→ **TO DO**:
#1 Translate this sentence from the list of EXTRACT field names into Spanish: "The following are valid field names for EXTRACT:"
#2 Give the rows as a JSON list of strings, one string per line. Start at the beginning of the rows and stop after the line containing "M168 99L157 106L143", leaving out blank lines and pictures.

>> start SUPPLIED TEXT

The following are valid field names for EXTRACT:
- `CENTURY`: The century; for interval values, the year field divided by 100
- `DAY`: The day of the month (1-31); for interval values, the number of days
- `DECADE`: The year field divided by 10
- `DOW` or `DAYOFWEEK`: The day of the week as Sunday (0) to Saturday (6)
- `DOY`: The day of the year (1-365/366)
- `EPOCH`: For timestamp values, the number of seconds since 1970-01-01 00:00:00; for interval values, the total number of seconds
- `HOUR`: The hour field (0-23)
- `ISODOW`: The day of the week as Monday (1) to Sunday (7), matching ISO 8601
- `ISOYEAR`: The ISO 8601 week-numbering year
- `MICROSECONDS`: The seconds field, including fractional parts, multiplied by 1,000,000
- `MILLENNIUM`: The millennium; for interval values, the year field divided by 1000
- `MILLISECONDS`: The seconds field, including fractional parts, multiplied by 1,000
- `MINUTE`: The minutes field (0-59)

>> end SUPPLIED TEXT
>> start MATERIAL FOR THE TASK

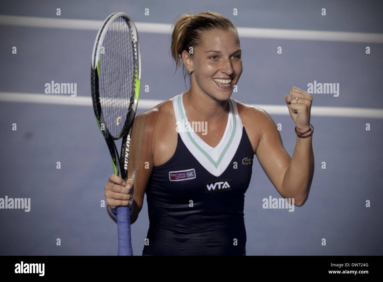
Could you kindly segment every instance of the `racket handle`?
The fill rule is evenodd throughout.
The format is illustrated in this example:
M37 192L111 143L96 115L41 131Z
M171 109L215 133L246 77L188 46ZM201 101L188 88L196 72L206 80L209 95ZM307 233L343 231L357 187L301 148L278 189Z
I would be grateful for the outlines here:
M130 233L130 214L127 206L117 207L118 256L133 256Z

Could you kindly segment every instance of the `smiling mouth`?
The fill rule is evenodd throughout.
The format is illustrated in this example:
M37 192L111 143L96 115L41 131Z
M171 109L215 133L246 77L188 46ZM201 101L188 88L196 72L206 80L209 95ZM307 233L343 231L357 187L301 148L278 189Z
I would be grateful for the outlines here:
M216 82L219 82L222 84L229 84L231 83L231 79L220 79L218 78L213 78L213 80Z

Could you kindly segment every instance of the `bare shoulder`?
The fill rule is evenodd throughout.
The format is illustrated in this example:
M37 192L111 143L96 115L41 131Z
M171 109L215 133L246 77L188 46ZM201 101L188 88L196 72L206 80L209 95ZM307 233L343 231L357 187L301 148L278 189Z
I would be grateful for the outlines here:
M237 103L242 124L245 127L255 153L264 132L270 129L273 125L276 126L275 123L263 109L234 101Z
M155 167L164 163L173 155L177 143L175 118L172 99L147 110L138 115L136 119L137 120L135 119L133 130L136 127L135 134L145 137L137 144L144 146L147 150L151 152Z
M168 99L157 106L143 112L136 117L134 125L139 126L139 131L153 132L160 127L164 119L174 117L172 99Z

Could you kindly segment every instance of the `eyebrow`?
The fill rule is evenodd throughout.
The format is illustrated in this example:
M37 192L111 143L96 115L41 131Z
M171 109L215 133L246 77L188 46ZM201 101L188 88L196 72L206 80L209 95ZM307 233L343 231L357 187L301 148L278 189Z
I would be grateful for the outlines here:
M239 52L242 52L242 50L241 50L241 49L238 49L236 51L235 51L235 52L233 52L232 53L232 54L235 54L236 53L237 53ZM205 52L205 53L221 53L222 52L221 52L221 51L216 51L214 50L209 50L208 51L207 51L206 52Z

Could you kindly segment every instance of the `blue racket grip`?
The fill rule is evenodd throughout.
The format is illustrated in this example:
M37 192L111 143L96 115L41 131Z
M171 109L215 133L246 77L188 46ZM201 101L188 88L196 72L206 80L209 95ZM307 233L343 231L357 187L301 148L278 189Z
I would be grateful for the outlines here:
M130 214L128 206L117 207L118 256L133 256L130 234Z

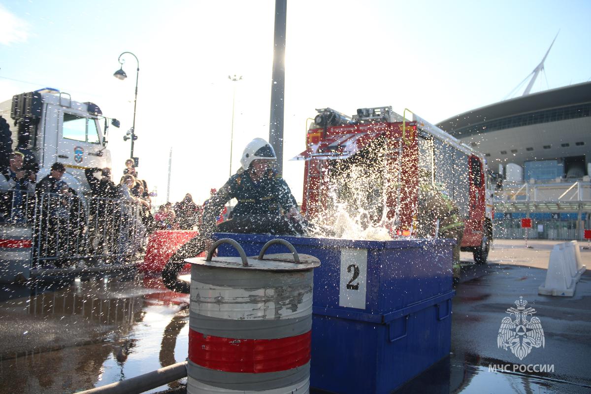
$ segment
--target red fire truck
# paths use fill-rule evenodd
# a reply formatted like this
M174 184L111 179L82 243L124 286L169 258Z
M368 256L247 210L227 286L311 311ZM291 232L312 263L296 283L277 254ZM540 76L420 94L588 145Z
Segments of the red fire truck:
M388 223L395 237L417 229L419 178L446 193L465 223L462 250L486 261L492 239L492 205L481 154L413 113L392 107L361 108L349 116L317 109L306 136L302 211L309 219L330 212L340 197L369 212L374 224Z

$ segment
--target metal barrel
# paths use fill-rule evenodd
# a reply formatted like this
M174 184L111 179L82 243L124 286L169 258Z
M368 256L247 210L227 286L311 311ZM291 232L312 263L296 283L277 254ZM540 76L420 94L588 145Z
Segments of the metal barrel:
M235 241L232 241L242 257L187 260L200 261L191 271L187 392L309 392L319 262L294 263L304 256L297 253L273 255L287 261L247 259Z
M0 225L0 282L28 279L31 269L31 227Z

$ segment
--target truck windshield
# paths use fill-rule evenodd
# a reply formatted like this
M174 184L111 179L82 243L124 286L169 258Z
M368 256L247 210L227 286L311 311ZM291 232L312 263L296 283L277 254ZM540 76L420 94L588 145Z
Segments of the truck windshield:
M96 119L72 113L64 113L63 136L83 142L100 143Z

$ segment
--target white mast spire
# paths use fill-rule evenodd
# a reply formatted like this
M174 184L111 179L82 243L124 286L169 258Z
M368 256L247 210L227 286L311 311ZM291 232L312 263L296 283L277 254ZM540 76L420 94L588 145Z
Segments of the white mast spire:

>> end MATERIAL FOR THE TASK

→ **EXERCISE ANSWERS**:
#1 Los siguientes son nombres de campo válidos para EXTRACT:

#2
[
  "Could you kindly segment every instance of the `racket handle`?",
  "The fill rule is evenodd throughout.",
  "The format is illustrated in this example:",
  "M37 192L111 143L96 115L41 131Z",
  "M171 109L215 133L246 77L188 46ZM201 101L188 88L196 72L206 80L209 95ZM307 233L343 231L357 187L301 148L278 189Z",
  "I would be grateful for the outlines here:",
  "M130 233L130 214L127 206L117 207L118 256L133 256Z",
  "Could you kindly segment every instance of the `smiling mouth`?",
  "The fill rule is evenodd throughout.",
  "The format is illustrated in this example:",
  "M37 192L111 143L96 115L41 131Z",
  "M171 109L215 133L246 77L188 46ZM201 101L188 88L196 72L206 80L209 95ZM307 233L343 231L357 187L301 148L278 189Z",
  "I would be grateful for the outlines here:",
  "M216 82L219 82L222 84L229 84L231 83L231 79L220 79L218 78L213 78L213 80Z",
  "Could you kindly segment every instance of the `bare shoulder`?",
  "The fill rule is evenodd throughout.",
  "The format is illustrated in this example:",
  "M37 192L111 143L96 115L41 131Z",
  "M171 109L215 133L246 77L188 46ZM201 101L188 88L196 72L206 80L209 95ZM307 233L343 231L357 187L301 148L278 189Z",
  "I would be grateful for the outlines here:",
  "M237 103L242 124L245 127L255 153L264 132L270 129L273 125L276 126L275 123L263 109L234 101Z",
  "M155 167L164 163L173 155L177 143L175 118L172 99L147 110L138 115L136 119L137 120L135 119L133 130L136 127L135 134L145 137L137 144L144 146L147 150L151 152Z",
  "M168 99L157 106L143 112L136 117L134 125L139 126L139 131L153 132L160 127L164 119L174 117L172 99Z"
]